[Pozycje zbioru danych]
++++

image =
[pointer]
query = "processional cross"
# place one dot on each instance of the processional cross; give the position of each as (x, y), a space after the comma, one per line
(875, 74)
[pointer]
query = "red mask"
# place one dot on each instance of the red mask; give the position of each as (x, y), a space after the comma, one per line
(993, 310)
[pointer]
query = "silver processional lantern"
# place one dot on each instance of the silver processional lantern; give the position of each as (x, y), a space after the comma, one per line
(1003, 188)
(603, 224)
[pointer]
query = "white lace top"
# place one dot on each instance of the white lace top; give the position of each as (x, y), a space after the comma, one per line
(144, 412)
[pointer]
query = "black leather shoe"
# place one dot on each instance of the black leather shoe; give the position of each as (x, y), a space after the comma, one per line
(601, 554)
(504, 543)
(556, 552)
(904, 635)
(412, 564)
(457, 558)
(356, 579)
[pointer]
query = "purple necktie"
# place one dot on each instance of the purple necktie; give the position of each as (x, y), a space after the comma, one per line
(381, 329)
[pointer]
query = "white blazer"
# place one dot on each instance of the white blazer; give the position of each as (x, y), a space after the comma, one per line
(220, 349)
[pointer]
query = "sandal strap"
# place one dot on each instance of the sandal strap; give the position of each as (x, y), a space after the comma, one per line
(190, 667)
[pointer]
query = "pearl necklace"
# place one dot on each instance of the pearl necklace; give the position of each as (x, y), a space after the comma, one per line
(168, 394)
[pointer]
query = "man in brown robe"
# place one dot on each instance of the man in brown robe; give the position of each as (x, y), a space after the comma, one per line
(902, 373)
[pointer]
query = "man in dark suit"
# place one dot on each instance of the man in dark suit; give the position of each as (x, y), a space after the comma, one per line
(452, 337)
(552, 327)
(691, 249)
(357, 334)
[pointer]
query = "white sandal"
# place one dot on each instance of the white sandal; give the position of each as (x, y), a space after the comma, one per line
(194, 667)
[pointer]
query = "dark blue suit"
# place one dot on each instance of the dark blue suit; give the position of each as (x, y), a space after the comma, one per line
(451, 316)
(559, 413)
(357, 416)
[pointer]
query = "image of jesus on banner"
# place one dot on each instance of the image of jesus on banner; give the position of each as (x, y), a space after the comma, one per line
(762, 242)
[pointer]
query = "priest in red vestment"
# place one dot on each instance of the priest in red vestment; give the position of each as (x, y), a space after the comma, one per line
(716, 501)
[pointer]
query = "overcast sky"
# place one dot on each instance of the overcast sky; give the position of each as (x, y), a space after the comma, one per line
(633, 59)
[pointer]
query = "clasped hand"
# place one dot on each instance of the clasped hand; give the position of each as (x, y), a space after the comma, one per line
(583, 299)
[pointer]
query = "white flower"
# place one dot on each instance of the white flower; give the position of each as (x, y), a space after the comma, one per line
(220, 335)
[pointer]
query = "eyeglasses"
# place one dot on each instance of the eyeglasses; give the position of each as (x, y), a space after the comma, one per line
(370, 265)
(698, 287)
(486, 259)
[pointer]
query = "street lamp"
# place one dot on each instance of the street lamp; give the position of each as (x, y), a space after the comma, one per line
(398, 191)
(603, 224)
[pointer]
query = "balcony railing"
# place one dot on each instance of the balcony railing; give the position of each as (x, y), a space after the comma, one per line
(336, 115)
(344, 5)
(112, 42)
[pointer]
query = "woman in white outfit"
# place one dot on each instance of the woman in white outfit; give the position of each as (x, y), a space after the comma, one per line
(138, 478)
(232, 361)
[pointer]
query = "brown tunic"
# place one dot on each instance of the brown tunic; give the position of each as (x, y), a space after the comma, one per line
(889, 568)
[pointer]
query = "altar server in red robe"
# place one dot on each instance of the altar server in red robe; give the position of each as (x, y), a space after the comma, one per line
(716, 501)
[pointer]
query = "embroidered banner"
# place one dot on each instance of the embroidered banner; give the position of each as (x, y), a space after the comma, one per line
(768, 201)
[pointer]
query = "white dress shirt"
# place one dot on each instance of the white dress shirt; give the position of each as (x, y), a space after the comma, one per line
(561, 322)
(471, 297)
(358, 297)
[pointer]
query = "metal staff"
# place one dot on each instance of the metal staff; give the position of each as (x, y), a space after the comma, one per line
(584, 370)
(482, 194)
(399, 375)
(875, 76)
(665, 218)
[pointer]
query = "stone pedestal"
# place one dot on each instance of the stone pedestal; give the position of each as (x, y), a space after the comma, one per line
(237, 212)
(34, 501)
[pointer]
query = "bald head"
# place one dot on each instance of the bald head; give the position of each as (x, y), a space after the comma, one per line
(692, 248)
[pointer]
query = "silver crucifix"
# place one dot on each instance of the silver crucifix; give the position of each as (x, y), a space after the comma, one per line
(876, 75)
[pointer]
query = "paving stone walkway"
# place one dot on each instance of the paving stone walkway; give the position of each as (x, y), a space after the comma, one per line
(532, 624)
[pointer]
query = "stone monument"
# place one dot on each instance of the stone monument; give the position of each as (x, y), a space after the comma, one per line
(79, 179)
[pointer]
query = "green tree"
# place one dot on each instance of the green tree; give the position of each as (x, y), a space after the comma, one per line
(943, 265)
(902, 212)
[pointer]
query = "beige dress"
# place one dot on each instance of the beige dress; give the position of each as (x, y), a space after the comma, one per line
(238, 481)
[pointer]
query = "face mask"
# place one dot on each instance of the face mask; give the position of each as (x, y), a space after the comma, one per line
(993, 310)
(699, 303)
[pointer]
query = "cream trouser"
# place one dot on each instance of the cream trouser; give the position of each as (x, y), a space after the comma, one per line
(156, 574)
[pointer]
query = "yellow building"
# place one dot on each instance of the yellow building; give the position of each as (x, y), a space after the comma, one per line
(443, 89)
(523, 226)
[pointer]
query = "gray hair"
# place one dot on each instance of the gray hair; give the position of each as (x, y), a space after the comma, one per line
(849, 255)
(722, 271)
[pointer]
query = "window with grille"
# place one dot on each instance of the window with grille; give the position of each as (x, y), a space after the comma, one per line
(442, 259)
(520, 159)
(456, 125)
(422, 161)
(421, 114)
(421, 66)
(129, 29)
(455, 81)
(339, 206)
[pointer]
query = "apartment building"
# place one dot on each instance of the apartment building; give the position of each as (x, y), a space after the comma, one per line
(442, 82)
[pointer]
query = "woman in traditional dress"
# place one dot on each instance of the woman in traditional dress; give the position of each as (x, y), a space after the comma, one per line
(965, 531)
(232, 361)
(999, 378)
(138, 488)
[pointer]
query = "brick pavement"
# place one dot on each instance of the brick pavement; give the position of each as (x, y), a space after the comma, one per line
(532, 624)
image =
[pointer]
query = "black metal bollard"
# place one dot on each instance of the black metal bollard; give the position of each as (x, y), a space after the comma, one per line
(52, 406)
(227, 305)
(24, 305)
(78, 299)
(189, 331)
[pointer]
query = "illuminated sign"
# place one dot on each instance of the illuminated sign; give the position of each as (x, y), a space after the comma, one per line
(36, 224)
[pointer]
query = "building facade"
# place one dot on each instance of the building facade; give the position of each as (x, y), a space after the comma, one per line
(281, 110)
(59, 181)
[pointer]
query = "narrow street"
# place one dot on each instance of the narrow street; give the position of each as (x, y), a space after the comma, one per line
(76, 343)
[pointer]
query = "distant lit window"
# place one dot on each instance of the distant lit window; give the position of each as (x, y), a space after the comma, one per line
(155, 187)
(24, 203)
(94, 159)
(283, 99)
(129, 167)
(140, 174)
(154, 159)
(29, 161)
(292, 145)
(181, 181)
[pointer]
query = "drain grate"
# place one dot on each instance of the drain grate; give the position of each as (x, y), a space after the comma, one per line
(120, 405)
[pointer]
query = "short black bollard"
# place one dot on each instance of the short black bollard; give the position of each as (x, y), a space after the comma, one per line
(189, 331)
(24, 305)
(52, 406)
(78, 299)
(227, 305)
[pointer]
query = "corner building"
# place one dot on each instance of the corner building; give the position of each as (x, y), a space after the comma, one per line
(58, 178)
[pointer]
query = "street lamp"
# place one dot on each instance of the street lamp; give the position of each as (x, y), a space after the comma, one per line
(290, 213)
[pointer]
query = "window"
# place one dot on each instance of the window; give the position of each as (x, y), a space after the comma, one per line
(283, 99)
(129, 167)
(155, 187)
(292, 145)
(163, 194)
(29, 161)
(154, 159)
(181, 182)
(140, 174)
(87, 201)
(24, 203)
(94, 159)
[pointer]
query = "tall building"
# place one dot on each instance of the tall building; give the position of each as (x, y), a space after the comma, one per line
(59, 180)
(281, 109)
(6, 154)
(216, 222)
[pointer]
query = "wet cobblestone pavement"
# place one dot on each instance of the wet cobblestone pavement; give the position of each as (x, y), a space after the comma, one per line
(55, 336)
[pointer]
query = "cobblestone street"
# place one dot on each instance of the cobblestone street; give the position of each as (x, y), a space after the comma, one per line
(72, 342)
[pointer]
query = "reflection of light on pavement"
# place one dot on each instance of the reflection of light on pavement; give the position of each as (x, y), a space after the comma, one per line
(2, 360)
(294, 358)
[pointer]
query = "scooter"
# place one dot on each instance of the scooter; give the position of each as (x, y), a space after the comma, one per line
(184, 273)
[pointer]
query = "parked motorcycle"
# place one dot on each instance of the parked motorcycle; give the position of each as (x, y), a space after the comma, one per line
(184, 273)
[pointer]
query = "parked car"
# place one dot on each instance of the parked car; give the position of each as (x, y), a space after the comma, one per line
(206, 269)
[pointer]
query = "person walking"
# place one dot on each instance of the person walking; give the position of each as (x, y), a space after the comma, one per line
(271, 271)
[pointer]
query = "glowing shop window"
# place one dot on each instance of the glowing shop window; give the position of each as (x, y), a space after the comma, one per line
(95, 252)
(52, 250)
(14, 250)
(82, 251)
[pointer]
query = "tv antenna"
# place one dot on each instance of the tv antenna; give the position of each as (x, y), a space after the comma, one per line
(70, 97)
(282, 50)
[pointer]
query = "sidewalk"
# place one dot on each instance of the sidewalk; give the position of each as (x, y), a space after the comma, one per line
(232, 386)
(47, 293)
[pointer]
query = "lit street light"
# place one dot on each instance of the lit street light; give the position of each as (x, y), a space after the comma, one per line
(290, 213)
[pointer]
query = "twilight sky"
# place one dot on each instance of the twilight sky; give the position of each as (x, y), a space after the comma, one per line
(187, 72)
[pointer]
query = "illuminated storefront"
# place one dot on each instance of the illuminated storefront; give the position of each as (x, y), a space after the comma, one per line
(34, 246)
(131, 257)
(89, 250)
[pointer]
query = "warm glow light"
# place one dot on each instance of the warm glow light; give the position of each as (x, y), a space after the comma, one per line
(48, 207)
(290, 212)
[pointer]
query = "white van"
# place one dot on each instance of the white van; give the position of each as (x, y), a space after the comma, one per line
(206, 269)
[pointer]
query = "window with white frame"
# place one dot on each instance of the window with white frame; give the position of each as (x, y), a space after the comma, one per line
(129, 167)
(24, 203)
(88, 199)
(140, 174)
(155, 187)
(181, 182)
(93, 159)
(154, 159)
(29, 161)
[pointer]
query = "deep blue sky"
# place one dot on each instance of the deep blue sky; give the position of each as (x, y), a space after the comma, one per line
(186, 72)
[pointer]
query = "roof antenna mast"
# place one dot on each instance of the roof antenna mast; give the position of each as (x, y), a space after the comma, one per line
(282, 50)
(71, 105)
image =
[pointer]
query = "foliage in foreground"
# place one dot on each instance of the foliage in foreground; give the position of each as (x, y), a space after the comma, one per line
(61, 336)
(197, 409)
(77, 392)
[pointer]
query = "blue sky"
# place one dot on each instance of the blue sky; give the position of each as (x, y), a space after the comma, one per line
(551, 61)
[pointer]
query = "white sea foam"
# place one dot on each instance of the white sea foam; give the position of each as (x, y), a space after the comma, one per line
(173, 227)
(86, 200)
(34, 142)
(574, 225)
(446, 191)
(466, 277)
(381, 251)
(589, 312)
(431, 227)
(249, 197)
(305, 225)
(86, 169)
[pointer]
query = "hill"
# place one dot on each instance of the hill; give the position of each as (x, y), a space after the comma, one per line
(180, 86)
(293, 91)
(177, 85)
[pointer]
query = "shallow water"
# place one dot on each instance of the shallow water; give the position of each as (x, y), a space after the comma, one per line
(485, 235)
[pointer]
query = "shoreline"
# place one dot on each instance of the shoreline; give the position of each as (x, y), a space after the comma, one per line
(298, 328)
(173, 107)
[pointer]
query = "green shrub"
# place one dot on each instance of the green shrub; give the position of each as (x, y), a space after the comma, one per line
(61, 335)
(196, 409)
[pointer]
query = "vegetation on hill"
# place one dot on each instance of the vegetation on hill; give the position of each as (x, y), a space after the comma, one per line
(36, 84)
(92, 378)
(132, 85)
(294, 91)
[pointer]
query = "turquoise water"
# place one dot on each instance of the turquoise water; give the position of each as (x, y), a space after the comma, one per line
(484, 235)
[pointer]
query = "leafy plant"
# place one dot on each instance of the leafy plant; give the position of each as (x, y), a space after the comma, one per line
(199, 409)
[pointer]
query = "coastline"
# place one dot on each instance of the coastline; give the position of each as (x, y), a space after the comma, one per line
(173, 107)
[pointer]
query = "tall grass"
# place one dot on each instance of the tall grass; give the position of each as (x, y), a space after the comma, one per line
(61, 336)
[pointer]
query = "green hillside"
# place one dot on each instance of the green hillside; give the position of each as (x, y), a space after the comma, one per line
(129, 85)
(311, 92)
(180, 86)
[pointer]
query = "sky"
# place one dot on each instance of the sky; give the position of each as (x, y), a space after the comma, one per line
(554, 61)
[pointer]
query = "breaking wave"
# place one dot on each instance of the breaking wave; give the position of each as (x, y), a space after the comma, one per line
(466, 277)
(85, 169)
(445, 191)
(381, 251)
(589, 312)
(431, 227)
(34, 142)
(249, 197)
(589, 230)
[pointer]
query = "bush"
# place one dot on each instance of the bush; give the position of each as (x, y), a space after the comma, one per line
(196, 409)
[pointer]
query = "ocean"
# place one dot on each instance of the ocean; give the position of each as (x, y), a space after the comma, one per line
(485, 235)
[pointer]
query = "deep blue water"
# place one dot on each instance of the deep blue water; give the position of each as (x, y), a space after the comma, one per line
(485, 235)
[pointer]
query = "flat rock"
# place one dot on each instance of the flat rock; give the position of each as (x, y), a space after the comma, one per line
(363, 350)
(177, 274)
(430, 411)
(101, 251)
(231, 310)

++++

» **Krótkie ćwiczenie**
Przefiltruj powyższe linie i przepisz, proszę, każdą, w której występuje słowo „traditional”.

» **Odpowiedź pisemna**
query = "woman in traditional dress"
# place one dot on each instance of the woman in traditional dress; give the position of each as (x, y), a space after the comma, one per line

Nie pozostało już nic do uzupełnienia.